TUS TAREAS -
(a) Según la entrevista con Gaël Faye, ¿cuánto dura el periodo de conmemoración del genocidio en Ruanda?
(b) Prolonga la entrevista con Gaël Faye desde su última frase, manteniendo el mismo tono y formato.

SELECCIÓN -
Escritor y rapero franco-ruandés, Gaël Faye vive entre Francia y Ruanda, entre Europa y África. Al acercarse la conmemoración del genocidio ruandés, publicamos – por primera vez en español – esta entrevista que realizamos en abril de 2019 en el marco del 25º aniversario del genocidio contra los tutsi. Antes de volar a Kigali para las conmemoraciones, Gaël Faye nos habló de la idea de Europa, de lo que representa el “suelo europeo” evocado en su novela Petit pays (Grasset, 2016), de su experiencia sobre los límites de la literatura y de las dificultades del escritor frente al genocidio.
Usted vive en parte en Ruanda. Cuando llega ese “maldito mes de abril” (Petit Pays), que abre el periodo de conmemoración del genocidio, ¿qué es lo que ocurre en la población?
Es cierto que el mes de abril cambia la atmósfera del país, como si un manto de plomo cayera sobre todos. Hay un aumento de las ausencias en el trabajo, personas con úlceras de estómago y mucha somatización. Algunos supervivientes abandonan el país en esos momentos, los que no quieren participar en las conmemoraciones y a los que, para algunos, les molesta la parte oficial, les molesta escuchar las palabras del jefe de Estado, quizás en detrimento del silencio y la escucha de los supervivientes. También está toda la población hutu para la que el problema es más difícil de plantear. Hay gente que apaga la radio en la que suenan las conmemoraciones, las canciones de recuerdo y los nombres de los desaparecidos. Algunas personas no quieren oír hablar de eso. A veces, algunas personas dicen que “tenemos que seguir adelante”, “pasar página”, incluso para las personas que están muy íntimamente afectadas por el genocidio. También hay jóvenes, nacidos después de 1994, una generación que ahora tiene veinte años, que se sienten lastrados por esta memoria repetitiva. Este periodo es largo, dura tres meses.
Toda una temporada…
También habrá personas para las que sea importante. Una de mis tías supervivientes solía decirme que cuanto más tiempo pasa, más difíciles se vuelven las conmemoraciones y, al mismo tiempo, más importantes.
¿Por qué es más difícil?
Conmemorar es difícil porque los supervivientes ya no están en la misma urgencia. Inmediatamente después del genocidio no había agua, ni electricidad, y había que cuidar a los niños y a los ancianos. Hoy, los niños han crecido, la gente se ha asentado, la vida ha retomado su curso normal. Así que es como si las barreras de seguridad que habíamos construido para reconstruirnos fueran más frágiles, como si nos afectaran más fácilmente. A mí también me sorprende mucho el argumento de que las conmemoraciones son cada vez más difíciles con el tiempo. Siempre tendemos a decir que el tiempo curará las heridas, pero no es así.
¿Cómo se construye la memoria, en comparación, por ejemplo, con la memoria de la Segunda Guerra Mundial en Europa?
No es lo mismo que en Europa. Por supuesto, Europa tuvo traumas, pero la diferencia es que la violencia no fue cometida directamente por vecinos, personas del mismo barrio, que se encontraban a diario. El genocidio ha sido realmente parte de la intimidad de todos los ruandeses. La historia de Ruanda es especial. Es un país sin salida al mar, un pequeño territorio en el que todos están condenados a convivir con los demás.

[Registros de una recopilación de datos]
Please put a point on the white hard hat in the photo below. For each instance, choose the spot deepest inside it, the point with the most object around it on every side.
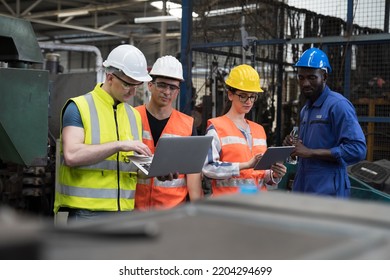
(167, 66)
(130, 60)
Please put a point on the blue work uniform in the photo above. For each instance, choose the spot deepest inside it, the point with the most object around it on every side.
(329, 123)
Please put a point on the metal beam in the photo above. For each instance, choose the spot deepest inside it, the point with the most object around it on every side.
(88, 29)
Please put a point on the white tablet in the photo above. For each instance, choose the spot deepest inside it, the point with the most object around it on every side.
(272, 155)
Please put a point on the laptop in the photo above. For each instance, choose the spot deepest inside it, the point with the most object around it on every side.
(185, 155)
(272, 155)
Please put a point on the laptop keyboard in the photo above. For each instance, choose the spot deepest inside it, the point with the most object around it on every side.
(146, 166)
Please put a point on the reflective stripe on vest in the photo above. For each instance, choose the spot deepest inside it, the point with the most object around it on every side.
(108, 165)
(95, 120)
(96, 193)
(239, 140)
(180, 182)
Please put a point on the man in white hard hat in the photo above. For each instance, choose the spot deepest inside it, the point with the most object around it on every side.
(98, 131)
(159, 118)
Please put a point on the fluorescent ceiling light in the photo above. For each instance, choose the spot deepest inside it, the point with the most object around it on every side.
(172, 8)
(155, 19)
(231, 10)
(73, 13)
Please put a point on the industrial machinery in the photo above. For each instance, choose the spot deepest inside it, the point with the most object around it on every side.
(32, 95)
(25, 163)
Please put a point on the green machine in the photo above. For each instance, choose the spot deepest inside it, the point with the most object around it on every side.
(24, 96)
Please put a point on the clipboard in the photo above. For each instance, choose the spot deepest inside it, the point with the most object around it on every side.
(272, 155)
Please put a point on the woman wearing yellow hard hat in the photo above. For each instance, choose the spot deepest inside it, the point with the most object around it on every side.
(239, 143)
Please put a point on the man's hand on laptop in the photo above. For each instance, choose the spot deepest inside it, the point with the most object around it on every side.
(169, 177)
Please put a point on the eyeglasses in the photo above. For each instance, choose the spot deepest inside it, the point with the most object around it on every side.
(164, 86)
(244, 97)
(126, 85)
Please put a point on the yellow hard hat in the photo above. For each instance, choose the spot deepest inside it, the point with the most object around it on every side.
(245, 78)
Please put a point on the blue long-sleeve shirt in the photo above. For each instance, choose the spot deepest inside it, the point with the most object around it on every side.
(329, 123)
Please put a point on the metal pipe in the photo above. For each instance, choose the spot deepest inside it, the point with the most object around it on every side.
(82, 48)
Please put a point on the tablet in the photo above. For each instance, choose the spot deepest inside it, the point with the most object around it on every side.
(272, 155)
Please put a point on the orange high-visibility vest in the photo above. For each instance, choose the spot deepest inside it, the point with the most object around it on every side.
(151, 192)
(234, 148)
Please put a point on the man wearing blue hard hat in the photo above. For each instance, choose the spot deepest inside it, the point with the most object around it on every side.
(330, 136)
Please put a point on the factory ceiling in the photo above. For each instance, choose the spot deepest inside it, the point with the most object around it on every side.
(92, 22)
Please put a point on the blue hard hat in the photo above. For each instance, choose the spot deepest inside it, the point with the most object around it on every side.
(314, 58)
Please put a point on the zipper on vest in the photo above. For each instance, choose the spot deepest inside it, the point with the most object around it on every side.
(117, 159)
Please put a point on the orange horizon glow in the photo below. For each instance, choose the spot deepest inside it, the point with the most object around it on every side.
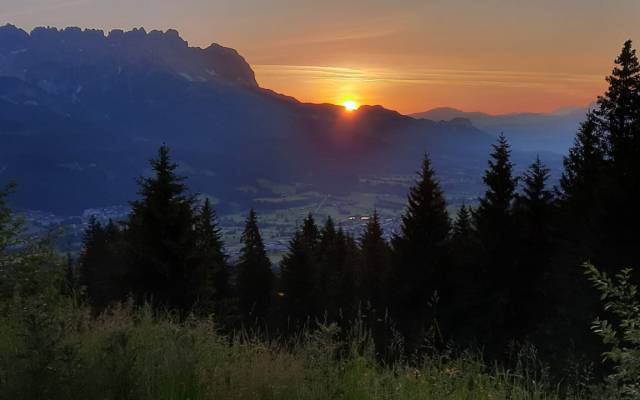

RESPUESTAS ESPERADAS -
(a) Dura tres meses.

(b)
¿Entonces difícilmente se puede dar una visión global de cómo se viven las conmemoraciones?
Se trata de una diversidad de comportamientos, que dependen de cada persona, de cada historia, de si se procede de una familia de supervivientes o de una familia de verdugos, de si se es tutsi o hutu, de si se vive en la ciudad o en el campo, de si se ha nacido antes o después del genocidio.
Sin embargo, el discurso oficial debe dirigirse a toda la sociedad. ¿Cómo se forma?
El discurso oficial está en una cresta. Las autoridades, enclaustradas en una suerte de dilema, deben tener un discurso que impulse a la sociedad hacia el futuro, hacia la reconstrucción, hacia el mundo del mañana, hacia la juventud, sin olvidar de dónde viene el país, sin olvidar a los supervivientes.
Por supuesto, hay un discurso oficial, pero también está el discurso de los supervivientes. En todas partes, durante tres meses, en todas los rincones del país, hay veladas, canciones, supervivientes que hablan, funcionarios, por supuesto, pero no sólo… Todo el mundo se ocupa del tema. No hay ningún organismo para eso, gubernamental, que podría crear una nueva ideología.
¿Cuál es la relación del gobierno actual con el genocidio?
Hay que entender que el actual gobierno de Ruanda también obtiene una forma de legitimidad del genocidio, considerado como un año cero. El FPR1, el partido en el poder actualmente, y su brazo armado detuvieron el genocidio. Cuando Kagame detuvo el genocidio, solo tenía 34 años. Era más joven que yo hoy. Se trata de un grupo de hombres que tuvieron que enfrentarse a una situación absolutamente excepcional, cuando eran niños, no soldados de carrera. Tuvieron que arreglárselas con la poca experiencia que tenían en la vida ante una situación sin precedentes.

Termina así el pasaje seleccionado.